政府・経済界の多様性戦略は? 橋本聖子大臣らに聞く
政府と経団連はそれぞれ中長期の戦略を策定し、2021年以降、女性活躍などのダイバーシティ政策に力を入れる。国際社会で日本は大きく遅れており、経済社会を発展させる上でスピードアップが必要だ。橋本聖子男女共同参画担当相と経団連でダイバーシティ推進委員会の委員長を務める三井住友海上火災保険の柄沢康喜会長に具体的な取り組みを聞いた。
「若い世代の声を意識」男女共同参画担当相 橋本聖子氏
――第4次男女共同参画基本計画は、91の目標のうち約7割が未達。5次計画ではどんな点を意識しましたか。
「5年で一定の進捗は見られたが、諸外国の方がスピード感がある。だから危機感をもって計画の策定にあたった。特に意識したのは若い世代の意見。若者の声が政策に反映され、それを実感することで政治への参画も進む」
「今回初めて、20年度までの5年間の達成度を本格的に評価し、未達の理由などを分析した。国家公務員採用や国の審議会委員の女性比率は目標を達成でき、企業役員や議員の候補者は女性の登用が遅れている。ただ指導的地位に就く女性が増える土壌は着実に形成されている。達成できなかった項目は早い段階で達成できるよう努力する」
――5次計画ではこれまで以上に踏み込んだ取り組みが必要になります。
「今回寄せられたパブリックコメントは5年前の2倍。選択的夫婦別姓についても今までになく多くの議員が関心を持って議論し、メディアにも取り上げられた。発信していくことが大事だ」

> [作業内容]
(a) 本文のうち、「政府・経済界の多様性戦略は? 橋本聖子大臣らに聞く」で始まり「り上げられた。発信していくことが大事だ」」で終わる部分を、一字一句変えずに書き写してください。
(b) 本文によると、第5次計画の策定にあたって若い世代の意見が特に意識されたのはなぜですか。1～3文で説明してください。

> [提供資料]

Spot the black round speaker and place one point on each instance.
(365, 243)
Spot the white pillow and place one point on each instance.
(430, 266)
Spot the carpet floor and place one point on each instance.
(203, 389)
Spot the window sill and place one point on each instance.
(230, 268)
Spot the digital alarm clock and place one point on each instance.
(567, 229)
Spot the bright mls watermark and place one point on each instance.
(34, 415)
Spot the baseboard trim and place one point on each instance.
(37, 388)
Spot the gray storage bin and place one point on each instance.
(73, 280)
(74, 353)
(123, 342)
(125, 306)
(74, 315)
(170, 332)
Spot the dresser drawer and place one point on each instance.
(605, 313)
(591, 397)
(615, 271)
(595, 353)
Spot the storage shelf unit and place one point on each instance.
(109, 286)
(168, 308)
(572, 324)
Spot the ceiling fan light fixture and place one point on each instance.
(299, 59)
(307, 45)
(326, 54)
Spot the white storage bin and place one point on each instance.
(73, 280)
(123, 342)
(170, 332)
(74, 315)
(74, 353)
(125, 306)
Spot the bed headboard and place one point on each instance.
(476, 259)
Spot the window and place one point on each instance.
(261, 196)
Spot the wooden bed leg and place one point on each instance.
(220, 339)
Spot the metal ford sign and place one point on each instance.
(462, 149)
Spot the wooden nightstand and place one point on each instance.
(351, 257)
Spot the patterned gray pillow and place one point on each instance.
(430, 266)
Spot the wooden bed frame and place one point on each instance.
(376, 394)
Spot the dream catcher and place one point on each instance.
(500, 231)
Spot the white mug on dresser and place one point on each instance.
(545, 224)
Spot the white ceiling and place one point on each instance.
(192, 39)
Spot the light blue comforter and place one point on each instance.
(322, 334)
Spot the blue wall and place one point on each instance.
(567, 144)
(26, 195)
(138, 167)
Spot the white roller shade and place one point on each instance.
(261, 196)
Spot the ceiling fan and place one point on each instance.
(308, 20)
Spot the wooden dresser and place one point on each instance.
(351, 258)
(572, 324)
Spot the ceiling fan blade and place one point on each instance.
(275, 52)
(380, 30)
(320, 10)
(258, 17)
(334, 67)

> [想定される回答]
(a)
政府・経済界の多様性戦略は? 橋本聖子大臣らに聞く
政府と経団連はそれぞれ中長期の戦略を策定し、2021年以降、女性活躍などのダイバーシティ政策に力を入れる。国際社会で日本は大きく遅れており、経済社会を発展させる上でスピードアップが必要だ。橋本聖子男女共同参画担当相と経団連でダイバーシティ推進委員会の委員長を務める三井住友海上火災保険の柄沢康喜会長に具体的な取り組みを聞いた。
「若い世代の声を意識」男女共同参画担当相 橋本聖子氏
――第4次男女共同参画基本計画は、91の目標のうち約7割が未達。5次計画ではどんな点を意識しましたか。
「5年で一定の進捗は見られたが、諸外国の方がスピード感がある。だから危機感をもって計画の策定にあたった。特に意識したのは若い世代の意見。若者の声が政策に反映され、それを実感することで政治への参画も進む」
「今回初めて、20年度までの5年間の達成度を本格的に評価し、未達の理由などを分析した。国家公務員採用や国の審議会委員の女性比率は目標を達成でき、企業役員や議員の候補者は女性の登用が遅れている。ただ指導的地位に就く女性が増える土壌は着実に形成されている。達成できなかった項目は早い段階で達成できるよう努力する」
――5次計画ではこれまで以上に踏み込んだ取り組みが必要になります。
「今回寄せられたパブリックコメントは5年前の2倍。選択的夫婦別姓についても今までになく多くの議員が関心を持って議論し、メディアにも取り上げられた。発信していくことが大事だ」

(b) 若者の声が政策に反映され、若者自身がそれを実感することで、政治への参画も進むと考えられているためです。